TASK TO COMPLETE
Below are records to transcribe exactly, without their pictures.

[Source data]

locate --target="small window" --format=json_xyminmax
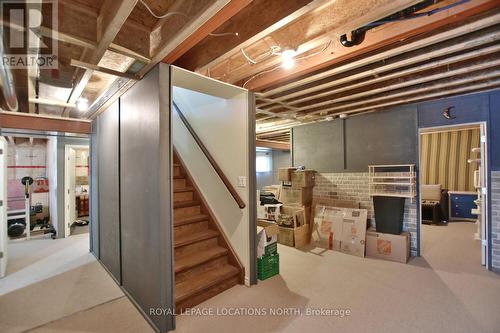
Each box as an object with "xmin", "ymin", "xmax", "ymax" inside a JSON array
[{"xmin": 256, "ymin": 150, "xmax": 272, "ymax": 173}]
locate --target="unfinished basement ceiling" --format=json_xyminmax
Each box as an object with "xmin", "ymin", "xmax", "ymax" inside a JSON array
[{"xmin": 1, "ymin": 0, "xmax": 499, "ymax": 144}]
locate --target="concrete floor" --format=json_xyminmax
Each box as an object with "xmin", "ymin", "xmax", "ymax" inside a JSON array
[{"xmin": 1, "ymin": 222, "xmax": 499, "ymax": 333}]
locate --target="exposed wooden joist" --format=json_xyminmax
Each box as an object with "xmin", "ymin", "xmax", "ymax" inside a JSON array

PROBLEM SOLUTION
locate --target="small window" --format=json_xyminmax
Each box as an object with "xmin", "ymin", "xmax", "ymax" inside a JSON array
[{"xmin": 256, "ymin": 150, "xmax": 272, "ymax": 173}]
locate --target="unfinished basement ceiling" --format=json_xyminmax
Each box as an object with "xmin", "ymin", "xmax", "ymax" inside a JSON array
[{"xmin": 1, "ymin": 0, "xmax": 499, "ymax": 144}]
locate --target="concrete floor" --format=json_xyminmax
Each box as an object with "xmin", "ymin", "xmax", "ymax" inside a JSON array
[{"xmin": 1, "ymin": 222, "xmax": 499, "ymax": 333}]
locate --target="exposed wooden joist" --format=json_xyminmax
Each box as an object with "xmin", "ymin", "xmax", "ymax" inside a JSON array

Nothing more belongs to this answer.